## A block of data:
** START **
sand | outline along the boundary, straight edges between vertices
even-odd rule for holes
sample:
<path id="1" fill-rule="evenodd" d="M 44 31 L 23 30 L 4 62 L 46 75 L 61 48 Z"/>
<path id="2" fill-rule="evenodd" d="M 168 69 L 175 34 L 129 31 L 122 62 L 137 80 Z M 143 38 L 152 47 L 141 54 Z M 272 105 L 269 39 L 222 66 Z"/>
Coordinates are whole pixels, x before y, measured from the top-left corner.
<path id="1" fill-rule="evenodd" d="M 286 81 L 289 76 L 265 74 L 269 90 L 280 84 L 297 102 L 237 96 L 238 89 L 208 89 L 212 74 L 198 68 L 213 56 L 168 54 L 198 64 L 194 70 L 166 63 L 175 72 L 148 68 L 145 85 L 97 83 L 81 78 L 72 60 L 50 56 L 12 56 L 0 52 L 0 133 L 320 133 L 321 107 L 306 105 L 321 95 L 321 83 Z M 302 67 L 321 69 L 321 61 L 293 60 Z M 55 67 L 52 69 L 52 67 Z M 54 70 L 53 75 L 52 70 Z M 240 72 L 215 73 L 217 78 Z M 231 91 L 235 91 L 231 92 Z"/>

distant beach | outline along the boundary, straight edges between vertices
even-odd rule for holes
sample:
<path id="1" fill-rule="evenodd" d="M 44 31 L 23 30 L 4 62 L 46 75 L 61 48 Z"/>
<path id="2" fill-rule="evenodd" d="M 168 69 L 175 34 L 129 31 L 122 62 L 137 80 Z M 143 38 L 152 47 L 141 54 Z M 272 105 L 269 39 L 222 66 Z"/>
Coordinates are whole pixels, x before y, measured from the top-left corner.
** END **
## What is asked:
Retype every line of the records above without any changes.

## Task output:
sand | outline along the boundary, straight edges between vertices
even-odd rule for holes
sample:
<path id="1" fill-rule="evenodd" d="M 44 31 L 23 30 L 4 62 L 46 75 L 61 48 Z"/>
<path id="2" fill-rule="evenodd" d="M 168 69 L 175 34 L 129 31 L 122 62 L 137 80 Z M 143 38 L 152 47 L 141 54 Z M 272 105 L 269 39 L 222 66 Z"/>
Coordinates are whole pixels, x before y, measured from the top-left corner.
<path id="1" fill-rule="evenodd" d="M 286 81 L 289 76 L 265 74 L 269 90 L 280 84 L 297 102 L 237 96 L 238 89 L 208 89 L 212 74 L 198 68 L 213 56 L 168 54 L 198 64 L 194 70 L 166 63 L 175 72 L 148 68 L 145 85 L 97 83 L 81 78 L 72 60 L 50 56 L 12 56 L 0 52 L 0 133 L 320 133 L 321 107 L 306 105 L 321 95 L 321 83 Z M 302 67 L 321 69 L 321 61 L 293 60 Z M 55 67 L 52 69 L 52 67 Z M 54 70 L 53 75 L 52 70 Z M 240 72 L 215 73 L 217 78 Z M 231 91 L 235 91 L 231 92 Z"/>

distant beach | outline along the boundary, straight edges between vertices
even-odd rule for holes
sample:
<path id="1" fill-rule="evenodd" d="M 44 31 L 23 30 L 4 62 L 46 75 L 61 48 Z"/>
<path id="2" fill-rule="evenodd" d="M 168 69 L 175 34 L 129 31 L 122 62 L 137 80 Z M 143 38 L 152 47 L 141 54 Z M 272 105 L 269 39 L 222 66 Z"/>
Coordinates are whole pixels, x before y, measured from the top-left corner.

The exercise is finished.